● **Problem description**
Repeat the listing exactly, line by line, and leave the pictures behind.

● **Dataset records**
Segment Open

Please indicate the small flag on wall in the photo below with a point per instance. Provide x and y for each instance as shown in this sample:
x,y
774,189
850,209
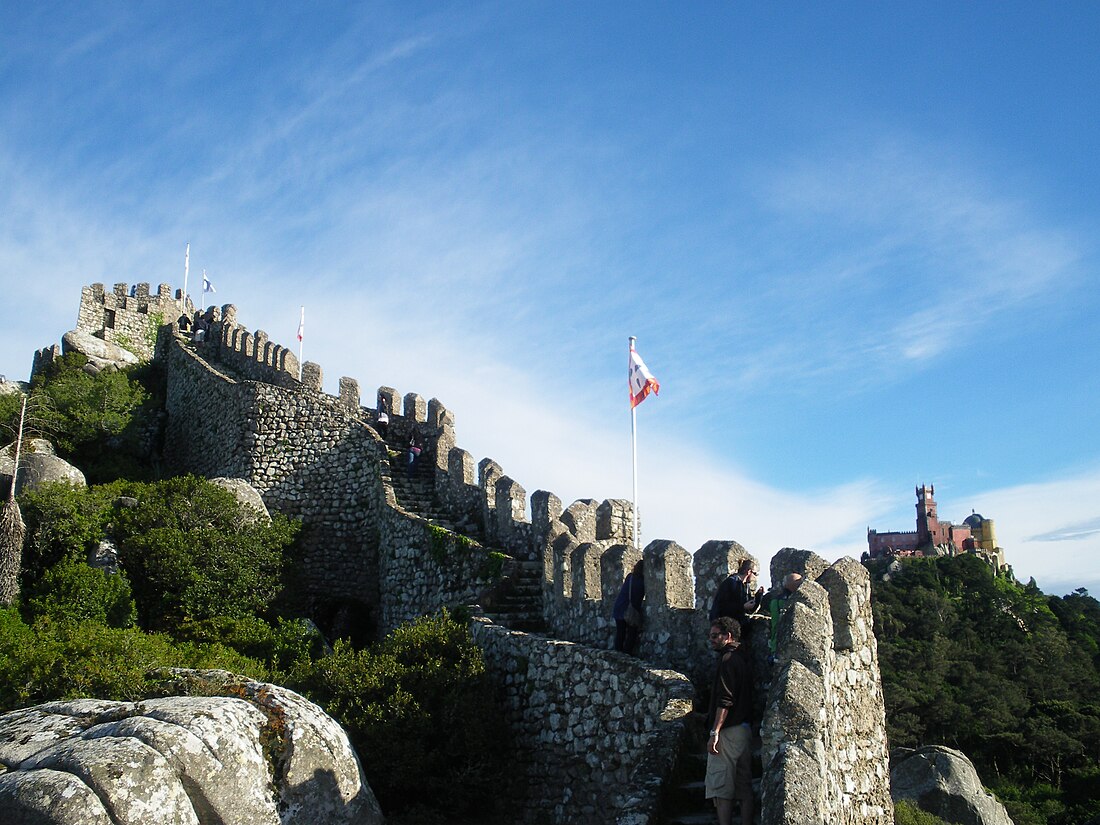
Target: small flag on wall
x,y
640,380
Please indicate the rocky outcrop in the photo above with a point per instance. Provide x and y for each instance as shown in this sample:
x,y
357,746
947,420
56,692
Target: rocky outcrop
x,y
245,494
39,464
945,783
100,353
12,387
252,754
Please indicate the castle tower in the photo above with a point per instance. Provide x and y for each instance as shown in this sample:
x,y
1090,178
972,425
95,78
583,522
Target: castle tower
x,y
927,521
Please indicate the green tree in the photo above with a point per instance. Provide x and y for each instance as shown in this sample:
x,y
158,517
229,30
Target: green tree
x,y
73,592
976,661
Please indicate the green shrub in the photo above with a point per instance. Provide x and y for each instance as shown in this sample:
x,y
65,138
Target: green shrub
x,y
417,705
189,549
47,661
63,521
72,591
283,646
905,813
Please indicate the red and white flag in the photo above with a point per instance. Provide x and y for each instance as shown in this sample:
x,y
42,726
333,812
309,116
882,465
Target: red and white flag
x,y
640,380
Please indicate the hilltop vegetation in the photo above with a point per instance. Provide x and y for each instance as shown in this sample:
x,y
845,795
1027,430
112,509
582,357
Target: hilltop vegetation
x,y
1004,673
204,582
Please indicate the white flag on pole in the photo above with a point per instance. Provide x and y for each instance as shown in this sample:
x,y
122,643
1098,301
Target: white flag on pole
x,y
640,380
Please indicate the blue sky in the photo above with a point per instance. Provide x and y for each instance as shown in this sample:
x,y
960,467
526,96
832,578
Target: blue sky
x,y
856,242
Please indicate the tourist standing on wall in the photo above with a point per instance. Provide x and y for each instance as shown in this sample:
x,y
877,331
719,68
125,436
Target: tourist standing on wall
x,y
729,743
736,598
383,416
627,611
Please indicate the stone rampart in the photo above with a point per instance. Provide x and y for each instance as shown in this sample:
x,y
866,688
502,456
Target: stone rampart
x,y
253,355
426,567
307,455
130,317
320,458
586,725
825,752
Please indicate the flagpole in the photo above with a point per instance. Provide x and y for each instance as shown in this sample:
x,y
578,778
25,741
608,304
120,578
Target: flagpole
x,y
634,459
187,266
301,334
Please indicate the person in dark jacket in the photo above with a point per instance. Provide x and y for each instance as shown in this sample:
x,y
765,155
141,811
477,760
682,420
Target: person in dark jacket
x,y
729,744
630,595
736,597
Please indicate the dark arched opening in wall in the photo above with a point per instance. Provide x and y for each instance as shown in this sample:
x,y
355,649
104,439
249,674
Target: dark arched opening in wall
x,y
347,618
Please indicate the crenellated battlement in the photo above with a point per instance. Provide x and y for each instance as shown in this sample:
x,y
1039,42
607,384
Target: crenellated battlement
x,y
130,315
238,408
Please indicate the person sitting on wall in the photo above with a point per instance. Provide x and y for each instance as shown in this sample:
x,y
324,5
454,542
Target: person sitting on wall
x,y
729,744
201,326
414,450
735,597
627,611
778,604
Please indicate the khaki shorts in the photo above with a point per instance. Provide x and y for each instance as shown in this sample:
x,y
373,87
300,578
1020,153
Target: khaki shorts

Segment Closed

● **Response**
Please indicate the small flag on wall in the photo below with a point per instance. Provide x and y for each instance as shown in this sample:
x,y
774,189
850,209
Target: small flag on wall
x,y
640,380
Please indicate the rocky outcrop in the photo above with a point per instance. Provide x and y for each instance as shown in this sample:
x,y
357,746
947,420
56,692
Target: rocky outcrop
x,y
245,494
39,464
945,783
100,353
12,387
252,754
Please indicate the castle tower in the photo above with a point per instance. Provide x and y for each instance as shown in this sample:
x,y
1090,178
972,425
95,78
583,522
Target: castle tower
x,y
927,521
Please indicate the green tree in the photo above with a point per instance. Provide x and y for each instance as shown in this sample:
x,y
158,517
229,30
Target: green tree
x,y
73,592
976,661
Please indicate the green shrub in the photo above with a point per instance. Provide x and y for each instance as shown in this sample:
x,y
65,138
Target: green shrub
x,y
417,705
189,549
47,661
63,521
72,591
283,646
905,813
Please indicate the red and white flag in the photo above with a point per instance. Provide x and y for each instance as shown in this sample:
x,y
42,726
333,812
309,116
882,465
Target: red and white flag
x,y
640,380
Please indicate the hilltop vegetation in the photo above with a point per instance. Provide x and y for each instance as shown in this sample:
x,y
845,795
1027,430
112,509
582,357
Target: hilltop vegetation
x,y
1004,673
204,582
Please indicate the white flag on pole in the photo above with a point per instance. Provide x and y for each instance as shown in this sample:
x,y
122,643
1098,301
Target: white flag on pole
x,y
640,380
Please indicate the blue sky in the photo above with a point per instance. Provide x and y for each instance as shown in this sample:
x,y
960,467
526,96
832,578
Target: blue sky
x,y
856,242
Please indicate the tourist standing on wall in the photo above with a point per instance. Provide x and y for each instance as shown in this sample:
x,y
877,331
719,68
125,436
Target: tourist standing on wall
x,y
729,743
736,598
383,416
627,611
Please indicate the stone rampart in the photo above with a point per instance. Provide x and y for each instance as shown in this sample:
x,y
866,688
502,456
Target: stone rampart
x,y
253,355
426,567
307,455
130,317
320,458
586,725
825,752
Please indicate the flagpole in the photo above with a point per instance. Provide x and y for each instance as shown in this sample:
x,y
578,778
25,741
608,304
120,578
Target: flagpole
x,y
634,459
187,266
301,334
Please indicate the person in dark jacket in the photo above with a point per instance. Provide x and y for each instance as shown in this sample:
x,y
765,155
141,811
477,760
682,420
Target: person in dark jacket
x,y
729,744
630,595
736,597
Please indicate the dark arched opening in wall in the photo above with a point per instance. Provide x and y for each instance as shown in this sample:
x,y
355,649
104,439
249,674
Target: dark arched opening in wall
x,y
347,618
Please indicate the crenellated battlement in the photo above with a point per instance. Provide x and y for each instance as shown in this sample:
x,y
1039,42
607,384
Target: crenellated battlement
x,y
130,315
238,408
Please indicate the person sitting on wall in the photo above with a point per instance. Provide x and y for each instance as shown in this sample:
x,y
324,5
454,542
Target: person sitting on wall
x,y
729,744
201,326
414,450
735,597
627,611
778,604
Please indicate the khaki shorts in the photo above with a point per instance. Provide x and y for each instance as shown in this sample:
x,y
373,87
300,578
1020,153
Target: khaki shorts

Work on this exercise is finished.